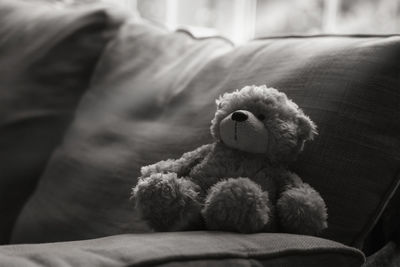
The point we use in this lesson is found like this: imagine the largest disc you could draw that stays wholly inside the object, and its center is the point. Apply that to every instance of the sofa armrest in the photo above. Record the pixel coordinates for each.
(199, 248)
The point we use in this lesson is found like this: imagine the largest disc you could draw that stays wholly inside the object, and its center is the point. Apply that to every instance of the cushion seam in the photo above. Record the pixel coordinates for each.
(351, 253)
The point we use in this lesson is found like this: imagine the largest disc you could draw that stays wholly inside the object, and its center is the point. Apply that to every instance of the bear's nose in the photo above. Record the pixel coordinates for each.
(239, 116)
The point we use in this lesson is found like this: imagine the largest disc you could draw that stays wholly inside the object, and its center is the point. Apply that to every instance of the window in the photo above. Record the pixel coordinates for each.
(241, 20)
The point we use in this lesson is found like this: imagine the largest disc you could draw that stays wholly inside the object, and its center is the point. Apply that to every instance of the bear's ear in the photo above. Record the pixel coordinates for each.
(307, 128)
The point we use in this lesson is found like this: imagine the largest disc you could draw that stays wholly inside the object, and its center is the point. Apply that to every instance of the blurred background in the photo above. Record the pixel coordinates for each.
(241, 20)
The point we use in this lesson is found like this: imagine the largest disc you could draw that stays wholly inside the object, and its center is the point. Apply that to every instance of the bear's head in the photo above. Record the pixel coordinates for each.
(257, 119)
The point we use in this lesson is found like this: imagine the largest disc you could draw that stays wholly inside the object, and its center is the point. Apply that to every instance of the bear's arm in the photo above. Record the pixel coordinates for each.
(181, 166)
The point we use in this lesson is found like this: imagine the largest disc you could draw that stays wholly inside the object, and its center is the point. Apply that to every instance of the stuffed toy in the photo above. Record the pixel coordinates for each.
(241, 181)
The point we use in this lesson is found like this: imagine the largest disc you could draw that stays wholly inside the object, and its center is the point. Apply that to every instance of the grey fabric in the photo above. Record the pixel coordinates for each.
(152, 98)
(47, 55)
(185, 249)
(387, 256)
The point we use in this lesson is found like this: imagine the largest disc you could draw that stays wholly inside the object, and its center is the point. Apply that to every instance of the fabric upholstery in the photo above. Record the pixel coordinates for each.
(47, 55)
(152, 98)
(185, 249)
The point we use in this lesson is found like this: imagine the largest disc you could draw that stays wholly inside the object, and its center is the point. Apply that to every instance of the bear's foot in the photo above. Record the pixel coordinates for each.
(236, 205)
(167, 203)
(302, 210)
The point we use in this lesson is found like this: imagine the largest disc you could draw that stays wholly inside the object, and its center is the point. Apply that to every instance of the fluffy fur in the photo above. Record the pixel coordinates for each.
(241, 181)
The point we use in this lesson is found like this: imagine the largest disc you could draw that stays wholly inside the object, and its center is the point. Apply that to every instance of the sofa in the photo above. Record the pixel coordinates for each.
(90, 93)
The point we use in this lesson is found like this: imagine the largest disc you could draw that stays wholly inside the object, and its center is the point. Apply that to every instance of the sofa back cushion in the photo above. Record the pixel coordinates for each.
(47, 55)
(153, 97)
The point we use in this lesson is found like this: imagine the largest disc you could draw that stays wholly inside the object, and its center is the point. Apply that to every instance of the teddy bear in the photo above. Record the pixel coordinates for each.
(241, 181)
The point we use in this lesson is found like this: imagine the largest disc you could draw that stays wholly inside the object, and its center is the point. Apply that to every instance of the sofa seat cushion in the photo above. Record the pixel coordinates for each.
(153, 95)
(185, 249)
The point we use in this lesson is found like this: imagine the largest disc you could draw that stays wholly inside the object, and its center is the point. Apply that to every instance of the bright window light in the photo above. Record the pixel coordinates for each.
(241, 20)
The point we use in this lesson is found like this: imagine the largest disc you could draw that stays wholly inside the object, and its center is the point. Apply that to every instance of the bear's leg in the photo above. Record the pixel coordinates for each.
(167, 203)
(301, 210)
(237, 205)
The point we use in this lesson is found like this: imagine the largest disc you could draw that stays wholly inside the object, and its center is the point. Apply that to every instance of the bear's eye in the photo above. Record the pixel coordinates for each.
-=-=-=-=-
> [Co przygotować]:
Zmień w całym listingu "photo" na "image", a resztę przepisz bez żadnych zmian. Obrazy pomiń.

> [Odpowiedź]:
The point we use in this lesson is found like this: imagine the largest disc you could draw that stays wholly inside the object, and its center is the point. Apply that to every instance of the sofa armrest in the image above. Record the pixel coordinates for each.
(199, 248)
The point we use in this lesson is found like this: imagine the largest disc you could draw that stays wholly inside the object, and its center is the point. Apply that to every instance of the cushion seam in the image above. Record the pixel coordinates for each.
(351, 253)
The point we use in this lesson is found like this: imagine the largest disc you could draw that stays wholly inside the object, and its center is the point. Apply that to every instance of the bear's nose in the image above. Record the pixel coordinates for each.
(239, 116)
The point we use in this lesson is found like this: imagine the largest disc you could draw that stays wholly inside the object, and its center is the point. Apply that to every instance of the window in the image above. Record the pixel coordinates for each.
(241, 20)
The point we use in this lesson is found like this: imagine the largest disc you could draw that stays wholly inside the object, and its center is the point. Apply that to every instance of the bear's ear in the image above. Record the pixel coordinates for each.
(307, 128)
The point we use in this lesson is found like this: imagine the largest disc you could draw that stays wholly inside the object, and its center is the point. Apply that to every instance of the blurred background in the image above. Record the pixel coordinates for each.
(241, 20)
The point we use in this lesson is found like this: imagine the largest disc you could draw that stays wholly inside the object, and its center is the point. Apply that to every instance of the bear's head in the image above. Record the pixel coordinates for each.
(257, 119)
The point we use in this lesson is found like this: imagine the largest disc you could draw that stays wholly inside the object, and its center is the point. Apply that to every instance of the bear's arm in the image above. Record the pixel coordinates for each.
(181, 166)
The point we use in this lesson is found like this: imagine the largest disc you could draw that stays wholly inside the object, and its center is the point. Apply that to every instance of the stuffed toy in the image above. Record the pixel coordinates for each.
(241, 181)
The point we use in this lesson is found like this: imagine the largest disc you could draw that stays wholly inside the object, and its center is the point. Apply that to every instance of the grey fabric in the image above. Record the pixel coordinates for each.
(152, 98)
(47, 55)
(185, 249)
(387, 256)
The point we use in this lesson is found like this: imagine the largest disc you could draw that stays wholly inside the object, and its center is the point. Apply that to every instance of the fabric upholstery in the image above. Record the pixel coordinates for each.
(47, 55)
(152, 98)
(185, 249)
The point we use in this lesson is found like this: imagine the largest disc you could draw that stays wholly inside the object, and its center is the point. Apply that to every instance of the bear's foot in the image above. Record the pixel coordinates for each.
(236, 205)
(167, 203)
(302, 210)
The point we use in this lesson is found like this: imagine the largest disc you could draw that stays wholly inside the object, and its center is the point. Apply that to every instance of the fluffy fur in the image above. Record the pixel coordinates for each.
(241, 181)
The point we use in this lesson is found like this: imagine the largest disc you could draw that stays wholly inside the object, and its center is the point. Apply that to every instance of the sofa in the image above. Record the pixel coordinates for each.
(90, 93)
The point we use in this lesson is found like this: imagine the largest disc you could draw that stays wholly inside the object, and its center is the point. Apply that to every instance of the sofa back cushion in the image above. Record the pixel coordinates for each.
(47, 55)
(153, 97)
The point we use in this lesson is found like this: imagine the largest disc you could draw that stays wholly inside the object, and its center is the point. Apply that to every instance of the teddy bear in the image above. Record the pixel coordinates for each.
(241, 181)
The point we use in this lesson is found like this: imagine the largest disc you could draw that stays wholly inside the object, and its center is the point. Apply that to every instance of the sofa seat cushion in the image above. Record the pixel coordinates for each.
(153, 95)
(185, 249)
The point we use in this lesson is found like this: imagine the largest disc you could draw that stays wholly inside the object, and its center is the point. Apply that to every instance of the bright window light in the image above. Record the pixel coordinates for each.
(241, 20)
The point we use in this lesson is found like this: imagine the largest disc you could draw that stays wholly inside the object, and its center is the point. Apply that to every instance of the bear's leg in the image above. Record the pixel coordinates for each.
(167, 203)
(301, 210)
(237, 205)
The point we use in this lesson is found like this: imagine the largest disc you could draw that stays wholly inside the object, and its center is the point. Apply that to every instance of the bear's eye in the image above. Record the pixel coordinates for each.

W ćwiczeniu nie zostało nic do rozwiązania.